Update the records from the line that has "query (the noun phrase to segment): white" through the line that has "316 71 L 315" by replacing "white wall" with "painted wall", leaving everything else unchanged. Return only those lines.

__Material supplied__.
§ §

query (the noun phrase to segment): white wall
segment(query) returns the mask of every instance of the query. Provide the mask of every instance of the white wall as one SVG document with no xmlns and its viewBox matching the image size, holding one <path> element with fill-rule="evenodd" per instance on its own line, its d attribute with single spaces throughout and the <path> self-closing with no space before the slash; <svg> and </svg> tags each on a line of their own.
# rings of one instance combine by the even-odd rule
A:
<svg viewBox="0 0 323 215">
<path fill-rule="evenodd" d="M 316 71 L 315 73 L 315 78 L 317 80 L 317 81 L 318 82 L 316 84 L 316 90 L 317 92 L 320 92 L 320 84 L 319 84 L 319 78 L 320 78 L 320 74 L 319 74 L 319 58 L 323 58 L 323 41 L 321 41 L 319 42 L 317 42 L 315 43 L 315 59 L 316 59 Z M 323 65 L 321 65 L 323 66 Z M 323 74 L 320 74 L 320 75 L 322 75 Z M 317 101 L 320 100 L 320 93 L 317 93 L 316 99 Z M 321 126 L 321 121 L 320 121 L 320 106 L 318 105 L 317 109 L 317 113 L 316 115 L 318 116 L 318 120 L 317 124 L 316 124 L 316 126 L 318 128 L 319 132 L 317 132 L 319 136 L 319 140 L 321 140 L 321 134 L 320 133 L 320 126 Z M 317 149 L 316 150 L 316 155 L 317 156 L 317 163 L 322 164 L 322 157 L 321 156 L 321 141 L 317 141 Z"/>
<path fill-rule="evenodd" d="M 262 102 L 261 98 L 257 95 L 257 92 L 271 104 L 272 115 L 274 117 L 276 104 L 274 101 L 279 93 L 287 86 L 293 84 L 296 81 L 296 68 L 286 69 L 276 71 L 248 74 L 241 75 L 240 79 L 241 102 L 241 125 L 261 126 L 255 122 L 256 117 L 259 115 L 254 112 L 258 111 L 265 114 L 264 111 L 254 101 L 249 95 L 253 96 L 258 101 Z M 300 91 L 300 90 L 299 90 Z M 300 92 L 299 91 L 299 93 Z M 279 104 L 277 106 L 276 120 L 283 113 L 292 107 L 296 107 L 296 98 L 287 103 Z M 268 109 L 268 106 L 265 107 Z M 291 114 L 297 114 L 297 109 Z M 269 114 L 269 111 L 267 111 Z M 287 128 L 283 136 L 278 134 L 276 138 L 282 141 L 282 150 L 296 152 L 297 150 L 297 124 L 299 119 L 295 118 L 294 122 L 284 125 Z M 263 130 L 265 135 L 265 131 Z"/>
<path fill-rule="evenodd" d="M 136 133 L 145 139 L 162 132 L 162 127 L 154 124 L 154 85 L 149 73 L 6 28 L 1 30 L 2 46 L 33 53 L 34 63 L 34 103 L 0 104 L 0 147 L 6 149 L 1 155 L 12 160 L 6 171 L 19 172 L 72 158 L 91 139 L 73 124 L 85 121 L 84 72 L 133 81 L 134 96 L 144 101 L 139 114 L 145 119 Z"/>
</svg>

§ §

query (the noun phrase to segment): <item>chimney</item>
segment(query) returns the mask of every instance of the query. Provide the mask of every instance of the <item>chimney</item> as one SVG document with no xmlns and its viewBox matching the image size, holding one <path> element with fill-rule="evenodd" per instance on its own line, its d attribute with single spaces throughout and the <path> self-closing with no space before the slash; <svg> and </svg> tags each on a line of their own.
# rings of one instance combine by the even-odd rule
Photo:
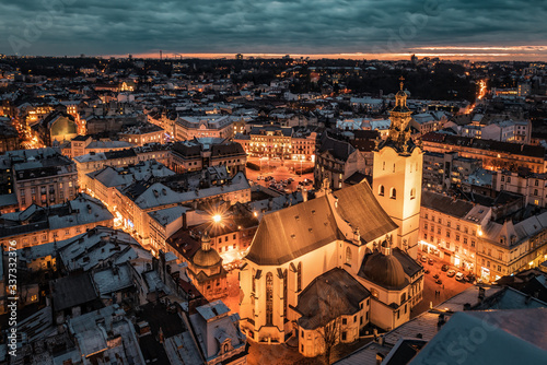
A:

§ §

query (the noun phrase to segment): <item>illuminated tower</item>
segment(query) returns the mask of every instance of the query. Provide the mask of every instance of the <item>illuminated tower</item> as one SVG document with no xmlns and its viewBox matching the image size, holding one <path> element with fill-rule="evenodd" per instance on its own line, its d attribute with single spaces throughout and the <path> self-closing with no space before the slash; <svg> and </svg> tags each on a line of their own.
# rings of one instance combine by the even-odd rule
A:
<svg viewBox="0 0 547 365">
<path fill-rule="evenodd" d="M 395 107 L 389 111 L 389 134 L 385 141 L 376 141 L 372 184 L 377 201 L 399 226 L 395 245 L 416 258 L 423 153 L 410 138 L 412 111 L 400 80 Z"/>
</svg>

§ §

__Expected answer__.
query (the noun phrase to segment): painted wall
segment(query) returns the mask of every instance of the query. Provide the mask of every instance of the painted wall as one SVG document with no xmlns and its viewBox matching the image size, holding one <path> element with fill-rule="evenodd" per instance on its own line, its d attribute with single spaces throughout and the <path> self-closing with no space before the slash; <svg> and </svg> tags each on a line of their own.
# rings of one instance combine by the even-odd rule
A:
<svg viewBox="0 0 323 215">
<path fill-rule="evenodd" d="M 316 71 L 315 73 L 315 78 L 317 80 L 317 81 L 318 82 L 316 84 L 316 90 L 317 92 L 320 92 L 320 84 L 319 84 L 319 78 L 320 78 L 320 74 L 319 74 L 319 58 L 323 58 L 323 41 L 321 41 L 319 42 L 317 42 L 315 43 L 315 59 L 316 59 Z M 323 65 L 321 65 L 323 66 Z M 323 74 L 320 74 L 320 75 L 322 75 Z M 317 101 L 320 100 L 320 93 L 317 93 L 316 99 Z M 321 126 L 321 121 L 320 121 L 320 106 L 318 105 L 317 109 L 317 113 L 316 115 L 318 116 L 318 120 L 317 124 L 316 124 L 316 126 L 318 128 L 319 132 L 317 132 L 319 136 L 319 140 L 321 140 L 321 134 L 320 133 L 320 126 Z M 317 149 L 316 150 L 316 155 L 317 156 L 317 163 L 322 164 L 322 157 L 321 156 L 321 141 L 317 141 Z"/>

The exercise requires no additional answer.